Records supplied:
□ □ □ □ □
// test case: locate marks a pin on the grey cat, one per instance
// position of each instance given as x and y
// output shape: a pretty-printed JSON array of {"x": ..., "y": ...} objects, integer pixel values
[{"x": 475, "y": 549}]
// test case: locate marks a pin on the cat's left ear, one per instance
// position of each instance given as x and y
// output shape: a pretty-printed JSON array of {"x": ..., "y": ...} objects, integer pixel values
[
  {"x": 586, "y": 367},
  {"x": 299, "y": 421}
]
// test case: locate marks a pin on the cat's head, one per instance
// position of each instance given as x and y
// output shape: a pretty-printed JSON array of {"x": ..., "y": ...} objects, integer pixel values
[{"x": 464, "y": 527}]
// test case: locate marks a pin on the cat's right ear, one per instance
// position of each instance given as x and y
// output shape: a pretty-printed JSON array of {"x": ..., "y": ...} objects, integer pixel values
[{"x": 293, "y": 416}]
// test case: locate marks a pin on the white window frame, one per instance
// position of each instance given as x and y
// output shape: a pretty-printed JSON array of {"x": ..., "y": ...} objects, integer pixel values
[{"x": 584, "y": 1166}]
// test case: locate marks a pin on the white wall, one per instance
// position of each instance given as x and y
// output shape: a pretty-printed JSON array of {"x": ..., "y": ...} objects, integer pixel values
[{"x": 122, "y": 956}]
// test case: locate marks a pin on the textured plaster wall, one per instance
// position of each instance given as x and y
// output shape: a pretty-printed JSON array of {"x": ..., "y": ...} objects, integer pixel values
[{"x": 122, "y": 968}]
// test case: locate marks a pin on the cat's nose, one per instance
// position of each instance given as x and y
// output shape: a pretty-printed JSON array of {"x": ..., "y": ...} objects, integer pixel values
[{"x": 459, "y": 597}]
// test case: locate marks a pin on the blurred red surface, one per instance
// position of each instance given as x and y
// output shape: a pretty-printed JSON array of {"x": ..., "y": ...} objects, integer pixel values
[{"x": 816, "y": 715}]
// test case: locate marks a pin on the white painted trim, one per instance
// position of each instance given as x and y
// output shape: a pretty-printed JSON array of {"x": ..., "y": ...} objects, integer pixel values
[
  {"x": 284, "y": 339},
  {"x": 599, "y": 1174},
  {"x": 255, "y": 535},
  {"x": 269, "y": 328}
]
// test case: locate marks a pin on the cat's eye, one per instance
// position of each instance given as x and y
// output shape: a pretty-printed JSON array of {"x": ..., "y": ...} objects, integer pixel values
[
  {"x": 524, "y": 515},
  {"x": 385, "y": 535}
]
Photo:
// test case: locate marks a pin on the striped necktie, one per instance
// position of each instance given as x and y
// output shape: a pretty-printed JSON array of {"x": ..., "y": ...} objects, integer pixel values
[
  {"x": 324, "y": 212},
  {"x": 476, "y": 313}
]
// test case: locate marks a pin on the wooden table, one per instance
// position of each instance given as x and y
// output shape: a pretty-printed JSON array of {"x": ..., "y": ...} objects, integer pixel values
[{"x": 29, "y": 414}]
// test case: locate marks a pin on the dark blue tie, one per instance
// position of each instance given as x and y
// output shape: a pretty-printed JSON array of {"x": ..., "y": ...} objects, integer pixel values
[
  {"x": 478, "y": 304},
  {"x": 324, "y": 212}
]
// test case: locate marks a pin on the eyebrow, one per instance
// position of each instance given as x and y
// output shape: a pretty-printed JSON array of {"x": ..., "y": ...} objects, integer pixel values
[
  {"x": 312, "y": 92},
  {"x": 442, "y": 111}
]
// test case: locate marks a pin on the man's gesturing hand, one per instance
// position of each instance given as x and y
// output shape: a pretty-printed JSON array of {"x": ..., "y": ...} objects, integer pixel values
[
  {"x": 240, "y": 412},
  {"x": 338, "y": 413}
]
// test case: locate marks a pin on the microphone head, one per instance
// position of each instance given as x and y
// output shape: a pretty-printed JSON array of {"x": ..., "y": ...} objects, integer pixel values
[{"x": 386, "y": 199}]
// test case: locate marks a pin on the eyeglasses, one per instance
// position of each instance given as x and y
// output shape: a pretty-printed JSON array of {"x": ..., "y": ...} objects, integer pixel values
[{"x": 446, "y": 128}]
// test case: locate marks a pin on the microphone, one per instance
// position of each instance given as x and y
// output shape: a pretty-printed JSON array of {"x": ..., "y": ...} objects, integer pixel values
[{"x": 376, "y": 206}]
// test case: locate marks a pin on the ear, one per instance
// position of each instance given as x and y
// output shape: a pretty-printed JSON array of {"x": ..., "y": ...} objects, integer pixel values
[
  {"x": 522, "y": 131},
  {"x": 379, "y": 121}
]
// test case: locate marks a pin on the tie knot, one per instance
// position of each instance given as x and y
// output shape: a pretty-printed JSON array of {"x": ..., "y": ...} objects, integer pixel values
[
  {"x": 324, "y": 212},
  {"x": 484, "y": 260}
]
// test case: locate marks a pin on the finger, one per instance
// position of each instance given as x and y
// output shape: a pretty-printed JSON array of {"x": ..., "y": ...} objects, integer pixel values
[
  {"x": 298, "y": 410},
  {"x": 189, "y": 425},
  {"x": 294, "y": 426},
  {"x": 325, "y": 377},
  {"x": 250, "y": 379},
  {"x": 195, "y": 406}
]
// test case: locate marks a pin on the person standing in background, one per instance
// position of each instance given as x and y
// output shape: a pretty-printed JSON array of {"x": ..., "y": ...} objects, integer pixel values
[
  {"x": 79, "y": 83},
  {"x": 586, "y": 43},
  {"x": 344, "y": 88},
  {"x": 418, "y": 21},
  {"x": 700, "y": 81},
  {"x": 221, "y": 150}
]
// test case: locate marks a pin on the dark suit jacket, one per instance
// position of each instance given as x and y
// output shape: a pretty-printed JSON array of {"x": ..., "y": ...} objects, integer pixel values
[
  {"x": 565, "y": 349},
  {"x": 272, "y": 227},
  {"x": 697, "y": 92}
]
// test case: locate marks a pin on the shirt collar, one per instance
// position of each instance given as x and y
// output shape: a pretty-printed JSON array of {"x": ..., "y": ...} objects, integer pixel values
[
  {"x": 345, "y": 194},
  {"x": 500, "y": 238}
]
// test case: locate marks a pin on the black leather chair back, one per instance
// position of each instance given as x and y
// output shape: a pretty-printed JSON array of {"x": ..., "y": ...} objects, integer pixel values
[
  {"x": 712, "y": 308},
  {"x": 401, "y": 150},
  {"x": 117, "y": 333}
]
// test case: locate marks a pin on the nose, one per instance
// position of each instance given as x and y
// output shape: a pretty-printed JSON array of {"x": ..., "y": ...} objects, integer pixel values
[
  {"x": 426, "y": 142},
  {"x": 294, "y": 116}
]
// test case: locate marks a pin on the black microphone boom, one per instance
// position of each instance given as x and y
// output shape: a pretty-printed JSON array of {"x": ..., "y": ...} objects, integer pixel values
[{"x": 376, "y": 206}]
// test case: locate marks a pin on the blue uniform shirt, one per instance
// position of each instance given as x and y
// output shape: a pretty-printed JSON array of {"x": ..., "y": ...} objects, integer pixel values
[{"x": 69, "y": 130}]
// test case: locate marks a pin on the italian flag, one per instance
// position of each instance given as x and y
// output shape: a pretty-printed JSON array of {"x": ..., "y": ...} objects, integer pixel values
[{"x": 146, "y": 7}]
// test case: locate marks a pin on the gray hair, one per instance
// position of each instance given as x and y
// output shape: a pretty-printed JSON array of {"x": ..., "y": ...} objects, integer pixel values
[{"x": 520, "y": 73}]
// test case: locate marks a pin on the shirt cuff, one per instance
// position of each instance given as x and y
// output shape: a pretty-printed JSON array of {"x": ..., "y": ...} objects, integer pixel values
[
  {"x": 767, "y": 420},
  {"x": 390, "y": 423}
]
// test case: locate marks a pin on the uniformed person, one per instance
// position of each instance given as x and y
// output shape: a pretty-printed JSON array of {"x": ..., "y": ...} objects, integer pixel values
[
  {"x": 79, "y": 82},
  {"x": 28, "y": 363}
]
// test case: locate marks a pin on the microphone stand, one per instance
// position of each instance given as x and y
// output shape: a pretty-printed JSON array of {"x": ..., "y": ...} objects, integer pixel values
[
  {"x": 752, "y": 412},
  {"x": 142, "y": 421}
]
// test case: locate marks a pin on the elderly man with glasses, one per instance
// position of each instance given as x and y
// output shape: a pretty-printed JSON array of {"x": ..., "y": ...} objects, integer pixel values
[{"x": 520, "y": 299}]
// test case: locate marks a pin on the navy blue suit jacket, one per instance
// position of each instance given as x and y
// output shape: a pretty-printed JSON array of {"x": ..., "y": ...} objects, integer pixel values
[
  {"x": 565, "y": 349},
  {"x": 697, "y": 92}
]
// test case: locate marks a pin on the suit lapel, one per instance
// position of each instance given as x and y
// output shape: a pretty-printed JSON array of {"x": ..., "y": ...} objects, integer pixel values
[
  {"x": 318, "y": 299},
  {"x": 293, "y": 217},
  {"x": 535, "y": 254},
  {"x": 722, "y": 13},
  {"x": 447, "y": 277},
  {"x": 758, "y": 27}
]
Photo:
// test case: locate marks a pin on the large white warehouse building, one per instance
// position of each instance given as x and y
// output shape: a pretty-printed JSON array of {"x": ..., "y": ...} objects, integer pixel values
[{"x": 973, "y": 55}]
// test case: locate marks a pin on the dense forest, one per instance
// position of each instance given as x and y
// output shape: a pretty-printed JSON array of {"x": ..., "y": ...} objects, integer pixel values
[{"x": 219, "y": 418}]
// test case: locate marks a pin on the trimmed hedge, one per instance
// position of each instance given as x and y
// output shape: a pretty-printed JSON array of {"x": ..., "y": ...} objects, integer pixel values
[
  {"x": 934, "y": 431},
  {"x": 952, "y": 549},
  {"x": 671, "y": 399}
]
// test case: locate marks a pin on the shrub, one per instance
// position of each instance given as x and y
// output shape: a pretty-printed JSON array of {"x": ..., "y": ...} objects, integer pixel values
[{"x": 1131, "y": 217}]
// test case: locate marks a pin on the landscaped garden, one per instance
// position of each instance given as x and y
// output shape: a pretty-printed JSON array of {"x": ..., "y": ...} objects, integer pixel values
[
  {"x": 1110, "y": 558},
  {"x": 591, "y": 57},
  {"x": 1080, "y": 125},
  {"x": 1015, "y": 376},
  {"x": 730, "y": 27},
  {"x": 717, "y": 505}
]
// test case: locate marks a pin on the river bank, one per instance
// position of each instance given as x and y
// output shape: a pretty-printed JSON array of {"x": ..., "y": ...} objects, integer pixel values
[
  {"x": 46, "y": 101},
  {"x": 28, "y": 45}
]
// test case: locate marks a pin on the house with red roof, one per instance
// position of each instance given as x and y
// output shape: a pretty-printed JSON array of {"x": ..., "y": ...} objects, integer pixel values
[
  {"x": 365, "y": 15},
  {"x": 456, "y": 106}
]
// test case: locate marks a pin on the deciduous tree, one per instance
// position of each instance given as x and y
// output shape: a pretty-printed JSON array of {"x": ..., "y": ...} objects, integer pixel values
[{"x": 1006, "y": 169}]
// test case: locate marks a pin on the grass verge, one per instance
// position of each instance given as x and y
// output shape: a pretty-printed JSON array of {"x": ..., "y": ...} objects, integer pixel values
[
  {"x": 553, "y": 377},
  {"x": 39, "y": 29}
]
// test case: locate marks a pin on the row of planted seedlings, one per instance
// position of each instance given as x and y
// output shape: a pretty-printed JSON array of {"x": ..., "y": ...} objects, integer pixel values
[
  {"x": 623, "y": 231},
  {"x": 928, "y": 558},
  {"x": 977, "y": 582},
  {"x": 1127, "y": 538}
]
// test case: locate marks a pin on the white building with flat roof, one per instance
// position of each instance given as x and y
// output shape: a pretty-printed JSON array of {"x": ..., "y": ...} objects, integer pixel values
□ □ □ □ □
Set task: Render everything from the line containing "flat roof, one per instance" down to the end of the listing as a Markdown table with the columns No. and Text, numbering each row and leaving out any blank lines.

Result for this task:
| No. | Text |
|---|---|
| 1 | // test case: locate marks a pin on the white building with flat roof, one per instance |
| 2 | // position of each instance given as x and y |
| 3 | // output shape: a pretty-printed JSON array of {"x": ..., "y": ...} objects, integer pixel values |